▶ _Referring expression pointing data_:
══════════
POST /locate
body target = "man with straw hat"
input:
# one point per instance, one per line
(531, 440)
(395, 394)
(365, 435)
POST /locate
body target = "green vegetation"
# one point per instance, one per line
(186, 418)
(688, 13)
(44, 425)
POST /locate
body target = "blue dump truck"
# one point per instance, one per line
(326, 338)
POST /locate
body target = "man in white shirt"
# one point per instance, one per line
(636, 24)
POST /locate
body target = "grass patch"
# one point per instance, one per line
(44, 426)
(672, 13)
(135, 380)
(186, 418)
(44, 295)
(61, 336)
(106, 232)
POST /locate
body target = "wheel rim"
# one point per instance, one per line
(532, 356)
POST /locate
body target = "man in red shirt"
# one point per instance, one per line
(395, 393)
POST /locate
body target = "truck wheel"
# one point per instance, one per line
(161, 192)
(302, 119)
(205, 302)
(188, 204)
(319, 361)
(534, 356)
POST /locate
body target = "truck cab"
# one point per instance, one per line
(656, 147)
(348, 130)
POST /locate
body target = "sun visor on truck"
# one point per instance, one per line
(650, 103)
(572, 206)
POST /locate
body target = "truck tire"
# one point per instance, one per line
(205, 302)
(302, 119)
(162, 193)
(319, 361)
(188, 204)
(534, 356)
══════════
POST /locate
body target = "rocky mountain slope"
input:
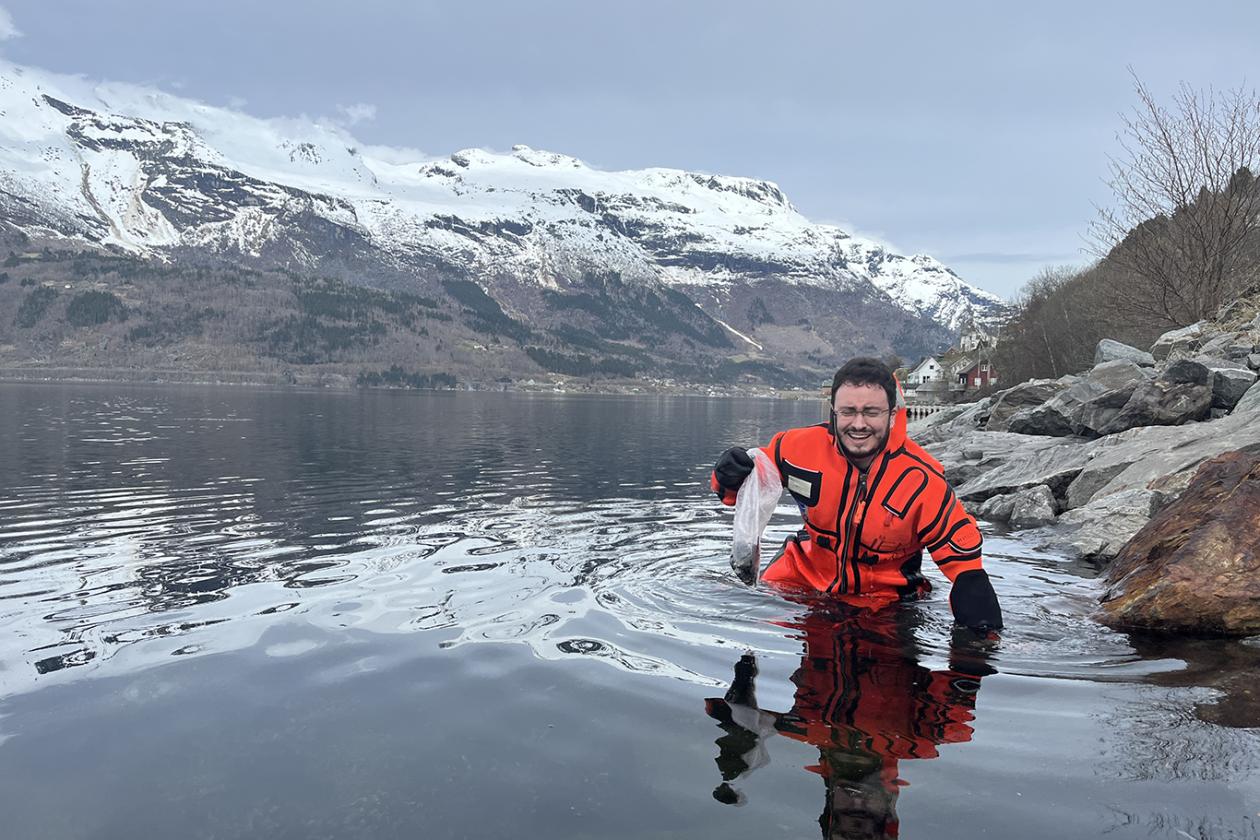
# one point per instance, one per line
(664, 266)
══════════
Read the entries and select each line where the word "body" is found.

▶ _Result for this task_:
body target = "man with straw hat"
body target = "green vegetation"
body target = "blue dump truck"
body target = "man in white shirt"
body target = "grass patch"
body target = "wheel rim"
body target = "man in red shirt"
body target = "truck wheel"
body target = "truck cab"
body target = "sun visor on truck"
body target = "truck tire"
body target = "rocky mountain slope"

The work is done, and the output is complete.